- _Document segment_:
Paul Sancya/Associated Press file photo
Paul Sancya/Associated Press file photo
The mound at Comerica Park sits under a protective tarp during batting practice – and why not?
Once the game starts, the abuse begins.
For about three hours, this unassuming lump will be stepped on, dug into and possibly kicked in frustration. It will be the site of conferences, personnel changes – perhaps even a fight if an intruder comes charging out to take umbrage with its occupant.
The reward for all this grief?
A spot in the middle of America’s pastime.
Even in a sport that prides itself on nuance, the pitcher’s mound often is overlooked. Is it hard or soft? Sturdy or crumbling? Steep or flat? To the untrained eye, it’s hard to tell.
But the men who make a living throwing baseballs off it – and the folks who work tirelessly to keep it in one piece – can notice even the smallest of defects.
“Mounds do vary from park to park,” Baltimore reliever Kevin Gregg said. “It’s a delicate process to keep a mound perfect. You don’t want it to give way too much, but you don’t want it to be so hard your spikes don’t stick into it. It’s an art to get it right.”
The outfield grass sits quietly, occasionally cut into a clever pattern but rarely affecting the action.
A bad-hop grounder can make a ballplayer cringe, but those seldom should be an issue in modern ballparks.
The mound, on the other hand, is unique, not just in baseball but across all major sports, which generally are played on level ground.

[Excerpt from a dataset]
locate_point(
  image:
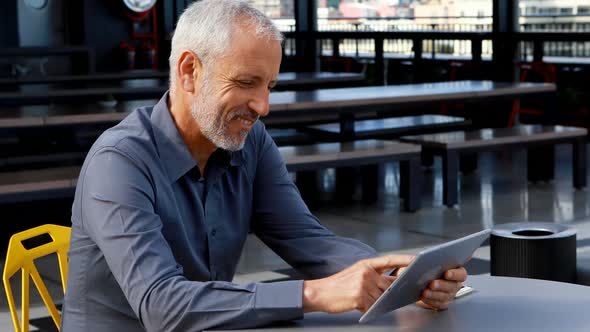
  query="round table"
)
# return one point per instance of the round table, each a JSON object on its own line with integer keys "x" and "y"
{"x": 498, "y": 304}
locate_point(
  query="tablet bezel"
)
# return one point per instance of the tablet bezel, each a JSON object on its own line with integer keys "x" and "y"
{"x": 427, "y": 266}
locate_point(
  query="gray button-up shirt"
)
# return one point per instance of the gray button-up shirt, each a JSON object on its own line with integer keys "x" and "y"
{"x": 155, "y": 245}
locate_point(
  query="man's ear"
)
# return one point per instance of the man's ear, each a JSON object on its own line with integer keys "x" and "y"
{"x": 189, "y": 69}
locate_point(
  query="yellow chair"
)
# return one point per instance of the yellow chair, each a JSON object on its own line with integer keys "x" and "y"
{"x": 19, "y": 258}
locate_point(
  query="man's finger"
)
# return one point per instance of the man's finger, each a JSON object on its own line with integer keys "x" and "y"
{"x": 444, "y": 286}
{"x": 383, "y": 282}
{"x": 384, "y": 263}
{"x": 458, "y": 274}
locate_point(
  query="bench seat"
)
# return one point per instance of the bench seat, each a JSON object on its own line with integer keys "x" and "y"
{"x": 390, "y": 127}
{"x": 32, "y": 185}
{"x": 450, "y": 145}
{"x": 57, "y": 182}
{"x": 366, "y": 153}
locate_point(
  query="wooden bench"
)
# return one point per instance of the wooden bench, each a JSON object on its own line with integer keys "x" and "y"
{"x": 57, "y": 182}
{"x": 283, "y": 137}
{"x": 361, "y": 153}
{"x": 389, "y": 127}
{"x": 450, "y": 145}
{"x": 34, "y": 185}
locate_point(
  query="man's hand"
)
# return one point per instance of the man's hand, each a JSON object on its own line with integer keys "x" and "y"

- _What is asked_:
1. In the passage about the pitcher's mound, what position does Kevin Gregg play, and for which team?
2. List every pair of opposite qualities of the mound that the passage about the pitcher's mound says are hard for the untrained eye to tell.
3. Proceed with the passage about the pitcher's mound from the point where it stops.

- _Exercise responses_:
1. He is a reliever for Baltimore.

2. Hard or soft; sturdy or crumbling; steep or flat.

3.
A well-maintained mound may go unnoticed, but a faulty one can bring the proceedings to a quick and unwelcome halt.
“The mound and plate are the most important,” said Heather Nabozny, the head groundskeeper for the Detroit Tigers. “As far as keeping the game going, if you can’t pitch ... it ain’t happening.”
The mound’s origin is a bit mysterious. According to baseball historian John Thorn, the first mention of it in the rules wasn’t until 1903, when the height was capped at 15 inches.
After the 1968 season – when hitters looked helpless against the likes of Bob Gibson (1.12 ERA) and Denny McLain (31 wins) – the mound was lowered to 10 inches. Gibson joked a few years ago that he still was considering legal action over the change.
Yes, pitchers can be territorial about the mound. Just ask Alex Rodriguez, who jogged across it on his way back to first base after a foul ball in a game at Oakland in 2010. Athletics left-hander Dallas Braden began screaming at A-Rod, and pitchers past and present came to Braden’s defense during a national discussion about etiquette and unwritten rules.
Brouhahas like that are rare, though. Pitchers usually have more important concerns. Tigers ace Justin Verlander summed up his fraternity’s main priority.
“For the mound not to fall apart,” he said.
There are two main trouble spots. One is at the rubber, where pitchers push off. The other is in the landing area around the front of the mound. A hole in either place can cause problems.
“If you land funny, you might sprain an ankle or something like that. I’ve slipped and fell into a hole,” Pittsburgh right-hander Charlie Morton said. “I remember one time I was pitching against CC Sabathia in Atlanta, and he left a crater out there, and I fell into it.”
The grounds crew’s job is to try to prevent that. For Nabozny’s group, the process begins after the previous game, when holes are patched.
In the morning, the mound is “dressed” with calcined clay, an absorbent. Once the moisture level is right, the mound is covered.
“If it’s too dry, then it just wants to crack out and get dusty,” Nabozny said. “If it’s too wet, then they slip.”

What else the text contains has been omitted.